Rehabilitation Plan- Exercises
Following your surgery and prior to your first post-op visit, the following exercises are very important in order to restore your knee motion and maintain muscle function. Your rehab program will be advanced at your first post-op visit with your surgeon and physical therapist. Use the ice machine as instructed or as often as possible, especially before moving the knee. Crutches and immobilizer or brace (locked straight) should be used at all times while walking. Your weight bearing status will depend on the procedure performed.
1. Seated Extension Stretch: Open the immobilizer or brace and place a rolled towel under your heel to allow your knee to stretch into full extension. Restoring normal extension is very important and needs to be addressed now. Perform this 2-3 times a day. 10-15 minutes each session. You may and should use ice during this session.
2. Seated Quad Set: With the leg straight and immobilizer open, place a rolled towel under your knee and tighten the quad muscles in the front of the thigh, pushing the knee down into the towel. Perform this 2-3 times a day. 25-30 reps each session.

• _Given data_
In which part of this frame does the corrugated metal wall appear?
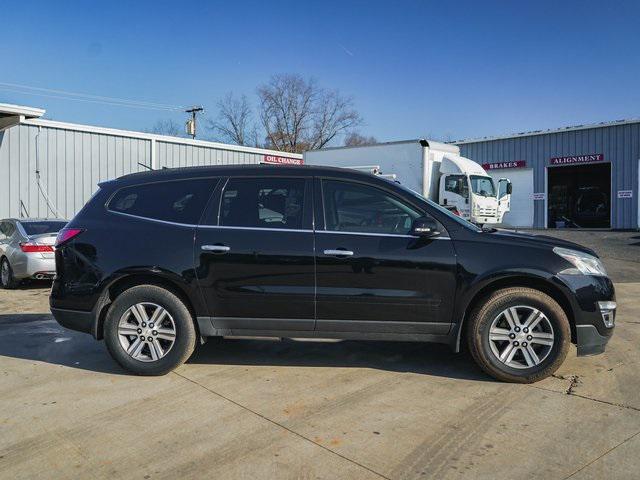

• _Study questions_
**a.** Using the knee rehabilitation plan, decide whether each statement agrees with it. Answer yes or no for each, quoting the words from the plan that decide it.
(i) Crutches and the immobilizer or brace are to be used at all times while walking.
(ii) The seated quad set is done for 10-15 minutes each session.
(iii) Ice may be used during the seated extension stretch.
**b.** Please return a passage copied from the knee rehabilitation plan, beginning at the words "Rehabilitation Plan- Exercises" and stopping after the words "the procedure performed.".
**c.** Resume the knee rehabilitation plan from its last sentence.

• _Outputs by task_
**a.**
(i) Yes: "Crutches and immobilizer or brace (locked straight) should be used at all times while walking."
(ii) No: "25-30 reps each session."
(iii) Yes: "You may and should use ice during this session."

**b.**
Rehabilitation Plan- Exercises
Following your surgery and prior to your first post-op visit, the following exercises are very important in order to restore your knee motion and maintain muscle function. Your rehab program will be advanced at your first post-op visit with your surgeon and physical therapist. Use the ice machine as instructed or as often as possible, especially before moving the knee. Crutches and immobilizer or brace (locked straight) should be used at all times while walking. Your weight bearing status will depend on the procedure performed.

**c.**
3. Ankle Pumps: Move your ankle up and down frequently during the day. This will help the circulation in the calf and decrease lower leg swelling.
4. Heel Slides (for meniscectomy only): To bend your knee, begin with sliding your heel towards your buttocks as far as you can into your pain tolerable range, then slide back down straight. When you can put your feet up on the wall, you can begin wall slides. Rest the operative leg on the non-operative leg, then lower the feet down the wall, allowing gravity to bend your knee. Use your non-operative leg to push your feet back up the wall. Repeat several times during a 10-15 minute session. Do this 2-3 sessions a day.